American poker content platform

PokerGO is an over-the-top content platform based in Las Vegas, Nevada. PokerGO was launched in 2017 as a subscription-based streaming service, offering poker-centric online streaming.

The content offered on PokerGO includes poker tournaments, along with cash game-orientated shows.

== Content ==
PokerGO includes shows, tournament replays, and cash games. Other media includes episodes, live-streams, and recap videos. Live-streamed events can be accessed as on-demand videos after. Media scholars have discussed PokerGO's subscription model as part of a broader history of poker spectatorship spanning table chat, online forums, and Twitch livestreaming.

=== Poker tournaments and cash games ===

==== High Stakes Poker ====
High Stakes Poker is a cash game poker television program hosting a mix of professional and amateur poker players playing high stakes No-Limit Hold'em with buy-ins ranging from $100,000 to $500,000.

The show debuted in January 2006 and initially ran for seven seasons till May 2011. In February 2020, PokerGO announced that they had acquired the High Stakes Poker brand and the show's assets. In December 2020, a new season of High Stakes Poker aired on PokerGO, featuring returning players such as Tom Dwan and Phil Hellmuth alongside new players including Doug Polk and Chamath Palihapitiya.

There are nine seasons of High Stakes Poker and 126 episodes, and current hosts include Nick Schulman and A. J. Benza.

☆ ☆ ☆ ☆ ☆ ☆ ☆

■ **EXERCISES TO COMPLETE**
a) In the PokerGO text, when did PokerGO announce that it had acquired the High Stakes Poker brand?
b) Carry on the PokerGO text from its final sentence.
The items play no role here.

■ **SUPPLIED RECORDS**
☆ ☆ ☆ ☆ ☆ ☆ ☆

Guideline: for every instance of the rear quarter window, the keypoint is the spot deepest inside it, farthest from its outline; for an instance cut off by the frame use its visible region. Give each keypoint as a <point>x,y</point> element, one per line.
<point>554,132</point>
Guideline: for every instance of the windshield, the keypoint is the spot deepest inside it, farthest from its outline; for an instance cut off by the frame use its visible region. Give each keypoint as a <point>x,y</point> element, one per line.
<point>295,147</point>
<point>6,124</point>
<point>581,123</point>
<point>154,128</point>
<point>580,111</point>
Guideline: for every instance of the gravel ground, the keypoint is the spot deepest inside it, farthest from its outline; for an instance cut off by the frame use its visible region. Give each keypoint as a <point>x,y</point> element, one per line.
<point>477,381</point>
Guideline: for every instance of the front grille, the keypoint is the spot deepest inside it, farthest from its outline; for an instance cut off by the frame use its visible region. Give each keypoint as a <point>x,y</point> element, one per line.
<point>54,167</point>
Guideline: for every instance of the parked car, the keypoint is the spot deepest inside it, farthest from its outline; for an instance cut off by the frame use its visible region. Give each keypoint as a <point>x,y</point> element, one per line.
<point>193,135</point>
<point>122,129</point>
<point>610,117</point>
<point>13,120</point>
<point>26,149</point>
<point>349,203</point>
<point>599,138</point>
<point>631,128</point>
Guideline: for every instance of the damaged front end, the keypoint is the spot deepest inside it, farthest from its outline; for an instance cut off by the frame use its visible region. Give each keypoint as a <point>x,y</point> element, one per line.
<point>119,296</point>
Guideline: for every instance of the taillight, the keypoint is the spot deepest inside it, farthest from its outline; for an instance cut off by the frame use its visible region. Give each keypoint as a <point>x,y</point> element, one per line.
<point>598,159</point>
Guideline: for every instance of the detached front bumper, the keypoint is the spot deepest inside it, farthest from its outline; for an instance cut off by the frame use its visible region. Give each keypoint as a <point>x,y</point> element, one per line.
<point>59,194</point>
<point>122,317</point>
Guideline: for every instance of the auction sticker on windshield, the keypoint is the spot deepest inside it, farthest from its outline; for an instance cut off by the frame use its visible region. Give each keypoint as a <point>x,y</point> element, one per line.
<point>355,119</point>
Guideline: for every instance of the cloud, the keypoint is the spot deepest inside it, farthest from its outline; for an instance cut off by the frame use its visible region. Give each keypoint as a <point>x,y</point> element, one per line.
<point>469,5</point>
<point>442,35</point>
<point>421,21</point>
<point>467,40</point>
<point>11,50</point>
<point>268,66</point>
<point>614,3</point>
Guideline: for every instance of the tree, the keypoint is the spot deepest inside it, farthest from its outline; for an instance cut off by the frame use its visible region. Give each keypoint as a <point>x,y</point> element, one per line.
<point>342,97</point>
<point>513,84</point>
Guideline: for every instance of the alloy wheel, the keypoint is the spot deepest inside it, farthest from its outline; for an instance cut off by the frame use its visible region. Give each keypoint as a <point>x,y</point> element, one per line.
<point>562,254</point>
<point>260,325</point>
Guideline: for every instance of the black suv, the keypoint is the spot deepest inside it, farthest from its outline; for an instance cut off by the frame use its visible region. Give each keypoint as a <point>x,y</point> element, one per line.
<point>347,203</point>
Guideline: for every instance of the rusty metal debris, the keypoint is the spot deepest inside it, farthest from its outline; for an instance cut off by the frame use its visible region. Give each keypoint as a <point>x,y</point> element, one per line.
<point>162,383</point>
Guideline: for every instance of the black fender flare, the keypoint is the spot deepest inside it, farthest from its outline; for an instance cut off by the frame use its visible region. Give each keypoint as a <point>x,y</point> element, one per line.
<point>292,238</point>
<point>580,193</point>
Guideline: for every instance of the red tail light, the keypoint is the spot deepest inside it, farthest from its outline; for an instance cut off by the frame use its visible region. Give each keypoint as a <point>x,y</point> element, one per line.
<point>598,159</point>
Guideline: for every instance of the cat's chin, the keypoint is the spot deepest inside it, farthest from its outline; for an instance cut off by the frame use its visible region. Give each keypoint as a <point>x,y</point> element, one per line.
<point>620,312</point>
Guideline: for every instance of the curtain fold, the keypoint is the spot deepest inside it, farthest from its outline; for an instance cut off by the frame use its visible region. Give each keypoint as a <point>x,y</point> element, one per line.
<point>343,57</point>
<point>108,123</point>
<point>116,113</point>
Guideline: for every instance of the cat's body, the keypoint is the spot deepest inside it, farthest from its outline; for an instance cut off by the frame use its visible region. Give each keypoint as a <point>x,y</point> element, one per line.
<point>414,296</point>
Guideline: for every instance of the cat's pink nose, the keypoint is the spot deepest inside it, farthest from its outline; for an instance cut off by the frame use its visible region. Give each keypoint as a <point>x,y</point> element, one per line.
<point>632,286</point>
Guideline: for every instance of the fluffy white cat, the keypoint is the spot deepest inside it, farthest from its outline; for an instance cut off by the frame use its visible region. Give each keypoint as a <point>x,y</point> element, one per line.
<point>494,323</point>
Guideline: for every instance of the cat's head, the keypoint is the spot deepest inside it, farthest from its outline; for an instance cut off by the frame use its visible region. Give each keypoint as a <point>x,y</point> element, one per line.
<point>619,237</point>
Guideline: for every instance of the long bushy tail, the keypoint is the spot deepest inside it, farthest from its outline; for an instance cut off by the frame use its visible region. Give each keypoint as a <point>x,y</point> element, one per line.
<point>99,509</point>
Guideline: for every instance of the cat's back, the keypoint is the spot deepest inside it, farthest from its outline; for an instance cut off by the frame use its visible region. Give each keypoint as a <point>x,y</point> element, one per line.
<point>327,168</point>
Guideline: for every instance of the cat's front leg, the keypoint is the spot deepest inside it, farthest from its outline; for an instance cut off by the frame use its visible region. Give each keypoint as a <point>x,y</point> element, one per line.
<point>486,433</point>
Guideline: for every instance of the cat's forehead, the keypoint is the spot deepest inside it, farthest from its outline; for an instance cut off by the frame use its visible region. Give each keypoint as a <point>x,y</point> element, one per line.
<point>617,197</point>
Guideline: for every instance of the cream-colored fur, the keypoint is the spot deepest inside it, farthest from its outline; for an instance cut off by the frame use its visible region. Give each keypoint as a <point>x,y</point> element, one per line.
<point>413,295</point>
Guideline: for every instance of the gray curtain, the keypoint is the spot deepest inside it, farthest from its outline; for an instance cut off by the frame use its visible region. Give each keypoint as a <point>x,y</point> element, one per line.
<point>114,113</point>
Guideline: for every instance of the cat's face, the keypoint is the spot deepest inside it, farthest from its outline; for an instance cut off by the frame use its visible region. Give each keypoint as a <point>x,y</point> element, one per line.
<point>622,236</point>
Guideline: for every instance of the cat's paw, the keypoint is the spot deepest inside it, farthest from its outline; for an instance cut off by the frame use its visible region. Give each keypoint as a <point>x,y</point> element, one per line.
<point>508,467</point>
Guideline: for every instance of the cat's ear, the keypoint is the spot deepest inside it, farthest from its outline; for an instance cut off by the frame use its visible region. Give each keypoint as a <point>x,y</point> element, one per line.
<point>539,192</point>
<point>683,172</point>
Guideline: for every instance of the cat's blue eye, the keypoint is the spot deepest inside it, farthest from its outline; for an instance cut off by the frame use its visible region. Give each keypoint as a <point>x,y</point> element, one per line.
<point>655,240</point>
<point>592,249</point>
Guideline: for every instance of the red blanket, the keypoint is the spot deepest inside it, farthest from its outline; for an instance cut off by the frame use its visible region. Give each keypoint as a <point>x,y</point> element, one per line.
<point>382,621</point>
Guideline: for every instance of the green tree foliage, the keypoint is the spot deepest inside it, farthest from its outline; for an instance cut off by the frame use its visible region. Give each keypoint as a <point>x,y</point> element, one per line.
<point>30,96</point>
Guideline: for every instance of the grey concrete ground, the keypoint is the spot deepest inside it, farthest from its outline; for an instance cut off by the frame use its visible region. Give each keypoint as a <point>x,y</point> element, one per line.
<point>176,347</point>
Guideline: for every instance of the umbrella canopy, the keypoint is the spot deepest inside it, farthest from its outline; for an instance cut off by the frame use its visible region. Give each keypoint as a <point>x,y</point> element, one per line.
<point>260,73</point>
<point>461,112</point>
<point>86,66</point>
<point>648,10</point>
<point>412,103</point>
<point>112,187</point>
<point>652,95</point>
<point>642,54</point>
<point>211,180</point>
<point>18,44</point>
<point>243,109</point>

☆ ☆ ☆ ☆ ☆ ☆ ☆

■ **ANSWERS TO THE EXERCISE**
a) February 2020.

b)
==== Poker After Dark ====
Poker After Dark is a poker television program that follows the development of one table of poker players over a period of time. The seasons are split into weeks with each given a theme based on the players involved. Poker After Dark originally began under a No-Limit Hold'em sit-n-go format before evolving to cash games that also featured different game variations such as Pot-Limit Omaha, 2-7 Triple Draw, H.O.R.S.E., or Short Deck.

The original series would see one table play over five episodes with the sixth episode being a director's cut. The show was acquired in 2017 and rebooted as a live stream show for four seasons before returning to the episodic format for season 12.

==== World Series of Poker ====
The World Series of Poker (WSOP) is a series of tournaments of most major poker variants that have been held annually in Las Vegas since 1970. The WSOP expanded to Europe in 2007, and Asia-Pacific in 2012.

PokerGO acquired the global television and digital media rights to the WSOP in 2017. The agreement expanded programming with live coverage on both ESPN and PokerGO. In 2020, WSOP Classic was added to the PokerGO library that included footage from both the WSOP Main Event and WSOP bracelet events from 2003—2010.

In April 2021, the WSOP signed a multi-year television rights deal with CBS Sports, which became the domestic broadcast partner for the Main Event and Gold Bracelet events, building on an existing arrangement under which PokerGO had streamed bracelet events alongside CBS's platforms. The WSOP Main Event returned to ESPN in 2026 under a new multi-year agreement, with ESPN providing daily coverage building to a live prime-time final table.

==== Super High Roller Bowl ====
The Super High Roller Bowl is a recurring high-stakes No-Limit Hold'em poker tournament held at various locations around the world since 2015. After beginning in Las Vegas, the Super High Roller Bowl has expanded to Macau, London, Bahamas, Australia, and Russia, as well as having an online event on partypoker in 2020.

==== U.S. Poker Open ====
The U.S. Poker Open is a poker tournament series hosted in the PokerGO Studio since 2018. The series features a variety of events at different buy-in amounts and crowns a series champion each year. Previous series champions include Stephen Chidwick (2018) and David Peters (2019).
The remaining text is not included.